On Thursday December 6th, Angeline Annesteus, Trudi Zundel, Nathan Thanki and Katie O'Brien spoke about the state of the negotiations and what needs to be done in a press briefing. Anjali Appadurai monitored the briefing.
Trouble viewing? Watch here.
Angeline Annesteus
We came to Doha optimistically expecting a climate deal to limit warming to 1.5 degrees or below, but with only two days left, what we see on the table is a very weak package with the potential to cause irreversible damage to the most vulnerable people.
The LCA track, which is the Long-term Cooperative Actions under the Bali Action Plan, is set to close down this year in Doha. Under the LCA there are many crucial yet unresolved issues. Finance, technology, adaptation and capacity-building are crucial for developing countries to be able to deal with climate change. But what we have got on these issues is blank pages! These crucial issues are slipping through the cracks.
Under the Kyoto Protocol, parties will agree to a second commitment period, but with extremely weak pledges. The second commitment period includes carbon markets with gaping holes that can actually allow for emissions increases. And non-parties to the Kyoto Protocol want access to these markets even while they don’t commit to obligations under the Protocol itself.
The Durban Platform, or ADP, is a new negotiating track but there is a huge issue with it! It does not come into effect until after 2020! The science has told us that if global emissions don’t peak by 2015 we have less than a 40% chance of achieving a 2 degree world, thus 2020 is far too late. Furthermore, some parties are pushing for a voluntary “pledge and review” legal system for the ADP, which is not science-based and cannot be implemented if we are really to address climate change.
Trudi Zundel
Developed countries are pushing for the pledge-and-review system that Angeline mentioned. As a group, we do not stand for this approach. The only approach that will achieve the emissions reductions mandated by the science is a rules-based, top-down approach. We can illustrate this with an analogy:
Imagine that a flood is coming and we have to build a dam. The logical steps to take would be to calculate how high the dam needs to be and equitably deciding how many bags each person should bring. Pledge and review is like asking everyone bring as many sandbags as they can and hoping it will be enough to hold back the water.

Task brief ▸
Answer these questions about the press briefing above:
1. Who monitored the briefing?
2. After what year does the Durban Platform come into effect?
3. In Trudi Zundel's flood analogy, what has to be built?

Dataset entries ▸
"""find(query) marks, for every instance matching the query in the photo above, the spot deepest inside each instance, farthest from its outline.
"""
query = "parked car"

---

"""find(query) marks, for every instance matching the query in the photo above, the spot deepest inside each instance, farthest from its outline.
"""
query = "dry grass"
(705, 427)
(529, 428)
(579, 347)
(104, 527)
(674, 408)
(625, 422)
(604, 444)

---

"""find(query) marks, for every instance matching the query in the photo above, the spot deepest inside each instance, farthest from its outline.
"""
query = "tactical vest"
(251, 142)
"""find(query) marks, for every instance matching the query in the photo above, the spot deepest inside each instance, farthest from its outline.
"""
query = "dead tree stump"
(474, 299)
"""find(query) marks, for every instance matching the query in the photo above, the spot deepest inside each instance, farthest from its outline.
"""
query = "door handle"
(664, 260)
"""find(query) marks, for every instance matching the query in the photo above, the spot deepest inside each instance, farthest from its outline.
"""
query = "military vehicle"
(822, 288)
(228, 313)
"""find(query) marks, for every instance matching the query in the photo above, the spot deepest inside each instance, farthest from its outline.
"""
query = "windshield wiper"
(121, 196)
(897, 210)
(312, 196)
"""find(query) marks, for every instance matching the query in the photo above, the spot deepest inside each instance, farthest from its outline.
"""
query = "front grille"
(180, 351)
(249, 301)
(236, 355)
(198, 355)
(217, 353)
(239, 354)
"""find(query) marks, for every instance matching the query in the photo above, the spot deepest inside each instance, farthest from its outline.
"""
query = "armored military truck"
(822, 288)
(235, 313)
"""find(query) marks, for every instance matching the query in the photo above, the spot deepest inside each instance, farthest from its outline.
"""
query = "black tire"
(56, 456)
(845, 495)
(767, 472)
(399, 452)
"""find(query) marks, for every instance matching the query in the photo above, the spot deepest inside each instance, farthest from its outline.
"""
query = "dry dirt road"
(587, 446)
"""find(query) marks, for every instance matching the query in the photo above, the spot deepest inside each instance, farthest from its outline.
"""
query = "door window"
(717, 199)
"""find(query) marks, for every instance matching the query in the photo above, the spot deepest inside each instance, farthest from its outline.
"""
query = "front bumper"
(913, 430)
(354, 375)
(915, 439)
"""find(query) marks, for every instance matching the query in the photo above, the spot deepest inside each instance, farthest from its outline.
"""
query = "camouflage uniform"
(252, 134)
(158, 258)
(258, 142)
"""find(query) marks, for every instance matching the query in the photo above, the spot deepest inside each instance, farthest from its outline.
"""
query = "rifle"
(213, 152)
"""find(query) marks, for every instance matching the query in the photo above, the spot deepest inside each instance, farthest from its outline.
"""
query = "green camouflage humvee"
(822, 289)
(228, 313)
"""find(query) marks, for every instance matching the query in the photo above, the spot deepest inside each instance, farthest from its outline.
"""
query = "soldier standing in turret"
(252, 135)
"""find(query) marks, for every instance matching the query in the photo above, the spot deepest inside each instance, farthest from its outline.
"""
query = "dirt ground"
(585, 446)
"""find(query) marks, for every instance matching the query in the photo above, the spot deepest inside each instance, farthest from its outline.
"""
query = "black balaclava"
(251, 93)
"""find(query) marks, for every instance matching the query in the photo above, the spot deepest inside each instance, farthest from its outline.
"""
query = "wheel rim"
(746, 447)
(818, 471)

Task output ▸
1. Anjali Appadurai.
2. 2020.
3. A dam.